THE RECORDS below:
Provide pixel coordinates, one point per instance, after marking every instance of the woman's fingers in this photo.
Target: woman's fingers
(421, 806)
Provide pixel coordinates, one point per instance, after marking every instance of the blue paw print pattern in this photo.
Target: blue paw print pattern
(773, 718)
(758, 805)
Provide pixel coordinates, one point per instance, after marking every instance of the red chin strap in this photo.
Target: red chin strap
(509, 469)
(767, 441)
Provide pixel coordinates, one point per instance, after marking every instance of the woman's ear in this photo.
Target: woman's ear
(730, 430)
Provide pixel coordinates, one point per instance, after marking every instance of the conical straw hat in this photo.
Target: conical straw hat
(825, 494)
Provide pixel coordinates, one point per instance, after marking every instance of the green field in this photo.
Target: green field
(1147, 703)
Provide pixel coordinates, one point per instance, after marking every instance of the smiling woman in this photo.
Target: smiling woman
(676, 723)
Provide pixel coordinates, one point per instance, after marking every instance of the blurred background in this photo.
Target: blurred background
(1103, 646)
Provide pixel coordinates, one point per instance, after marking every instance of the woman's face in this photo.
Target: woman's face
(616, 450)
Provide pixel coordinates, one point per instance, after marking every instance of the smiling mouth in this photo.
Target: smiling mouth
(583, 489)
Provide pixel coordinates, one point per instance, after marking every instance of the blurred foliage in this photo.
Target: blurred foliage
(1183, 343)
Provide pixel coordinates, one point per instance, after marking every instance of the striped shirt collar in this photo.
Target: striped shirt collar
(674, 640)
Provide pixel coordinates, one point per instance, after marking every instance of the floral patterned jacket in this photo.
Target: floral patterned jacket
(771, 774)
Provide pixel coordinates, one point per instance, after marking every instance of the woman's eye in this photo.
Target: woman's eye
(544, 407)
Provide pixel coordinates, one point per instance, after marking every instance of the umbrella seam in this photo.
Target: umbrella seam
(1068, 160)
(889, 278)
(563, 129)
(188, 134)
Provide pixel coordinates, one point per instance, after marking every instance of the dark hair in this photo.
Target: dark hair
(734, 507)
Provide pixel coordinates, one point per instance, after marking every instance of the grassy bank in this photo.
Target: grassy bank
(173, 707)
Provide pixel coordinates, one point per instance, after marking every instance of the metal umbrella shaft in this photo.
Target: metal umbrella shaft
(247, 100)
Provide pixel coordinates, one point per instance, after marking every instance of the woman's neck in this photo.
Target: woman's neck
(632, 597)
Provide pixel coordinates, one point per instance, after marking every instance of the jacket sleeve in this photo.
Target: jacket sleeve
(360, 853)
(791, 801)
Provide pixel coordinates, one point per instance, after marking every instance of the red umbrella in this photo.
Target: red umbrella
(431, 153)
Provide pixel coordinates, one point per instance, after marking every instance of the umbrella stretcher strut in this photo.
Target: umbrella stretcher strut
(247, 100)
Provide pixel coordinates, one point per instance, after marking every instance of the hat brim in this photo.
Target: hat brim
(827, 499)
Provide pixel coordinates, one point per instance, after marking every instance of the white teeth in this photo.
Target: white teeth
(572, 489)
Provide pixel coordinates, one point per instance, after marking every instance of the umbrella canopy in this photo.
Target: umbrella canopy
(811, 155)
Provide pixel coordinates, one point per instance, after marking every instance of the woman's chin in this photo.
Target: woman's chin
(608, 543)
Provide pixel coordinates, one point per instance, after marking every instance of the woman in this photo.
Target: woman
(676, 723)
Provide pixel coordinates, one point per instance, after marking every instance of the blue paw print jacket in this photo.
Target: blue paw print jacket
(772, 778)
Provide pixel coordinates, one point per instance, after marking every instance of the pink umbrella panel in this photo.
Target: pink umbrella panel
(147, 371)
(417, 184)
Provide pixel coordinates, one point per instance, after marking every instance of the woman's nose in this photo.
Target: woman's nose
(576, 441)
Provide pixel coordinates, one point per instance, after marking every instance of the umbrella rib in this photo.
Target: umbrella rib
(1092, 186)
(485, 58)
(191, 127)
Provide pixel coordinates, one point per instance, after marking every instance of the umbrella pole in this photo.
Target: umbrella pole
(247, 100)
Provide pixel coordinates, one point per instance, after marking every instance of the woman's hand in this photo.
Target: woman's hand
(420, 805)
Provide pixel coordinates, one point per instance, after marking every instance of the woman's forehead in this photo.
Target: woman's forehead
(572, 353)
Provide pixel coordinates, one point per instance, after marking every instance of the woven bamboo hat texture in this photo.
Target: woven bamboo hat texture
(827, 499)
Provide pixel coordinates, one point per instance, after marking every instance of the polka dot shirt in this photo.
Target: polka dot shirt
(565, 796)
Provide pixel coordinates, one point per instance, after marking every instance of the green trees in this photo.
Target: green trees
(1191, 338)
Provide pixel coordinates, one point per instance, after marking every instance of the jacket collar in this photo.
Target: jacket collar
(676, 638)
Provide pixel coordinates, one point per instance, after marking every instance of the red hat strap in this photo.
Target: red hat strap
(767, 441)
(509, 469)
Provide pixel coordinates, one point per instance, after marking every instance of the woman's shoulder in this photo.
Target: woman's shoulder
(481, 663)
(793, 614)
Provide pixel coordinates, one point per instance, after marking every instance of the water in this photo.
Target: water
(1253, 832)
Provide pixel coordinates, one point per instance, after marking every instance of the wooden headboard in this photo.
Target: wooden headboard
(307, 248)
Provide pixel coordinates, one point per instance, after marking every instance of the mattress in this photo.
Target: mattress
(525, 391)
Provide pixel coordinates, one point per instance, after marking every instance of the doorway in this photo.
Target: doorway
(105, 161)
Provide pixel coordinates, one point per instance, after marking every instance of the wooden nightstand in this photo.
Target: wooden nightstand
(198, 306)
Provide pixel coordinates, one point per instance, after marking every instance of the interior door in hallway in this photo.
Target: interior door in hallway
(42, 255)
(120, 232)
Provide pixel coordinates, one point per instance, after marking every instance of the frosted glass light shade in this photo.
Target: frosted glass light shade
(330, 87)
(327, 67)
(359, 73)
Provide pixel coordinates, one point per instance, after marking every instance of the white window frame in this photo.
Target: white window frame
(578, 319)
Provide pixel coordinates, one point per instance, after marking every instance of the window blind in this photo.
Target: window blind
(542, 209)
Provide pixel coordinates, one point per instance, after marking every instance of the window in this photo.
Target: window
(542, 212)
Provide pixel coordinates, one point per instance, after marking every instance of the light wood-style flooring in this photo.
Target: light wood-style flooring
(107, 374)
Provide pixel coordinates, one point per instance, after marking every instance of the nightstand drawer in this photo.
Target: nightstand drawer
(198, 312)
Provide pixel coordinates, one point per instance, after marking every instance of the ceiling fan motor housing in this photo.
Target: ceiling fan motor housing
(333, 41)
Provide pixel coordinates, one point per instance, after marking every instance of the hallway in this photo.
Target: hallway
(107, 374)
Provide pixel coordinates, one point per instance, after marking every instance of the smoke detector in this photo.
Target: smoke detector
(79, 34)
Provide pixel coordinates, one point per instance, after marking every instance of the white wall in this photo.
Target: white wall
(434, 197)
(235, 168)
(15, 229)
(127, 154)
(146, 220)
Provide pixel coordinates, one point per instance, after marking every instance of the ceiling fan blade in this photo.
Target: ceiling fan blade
End of THE RECORDS.
TASK: Each line from the one containing "the hallway in this photo." to the end of the records should be echoed exactly, and no other line.

THE COMPLETED TASK:
Provide pixel coordinates, one point per instance, after marking every instance of the hallway in this photo.
Target: hallway
(107, 374)
Provide pixel coordinates, one point per instance, after marking every instance of the smoke detector in this photo.
Target: smoke detector
(79, 34)
Provide pixel coordinates, one point per instance, after marking every instance of the white wall in this photo.
Target: white wall
(434, 197)
(235, 168)
(15, 229)
(127, 154)
(146, 220)
Provide pixel coordinates, one point per instance, after marking every instance of the ceiling fan blade in this photo.
Target: ceiling fan blade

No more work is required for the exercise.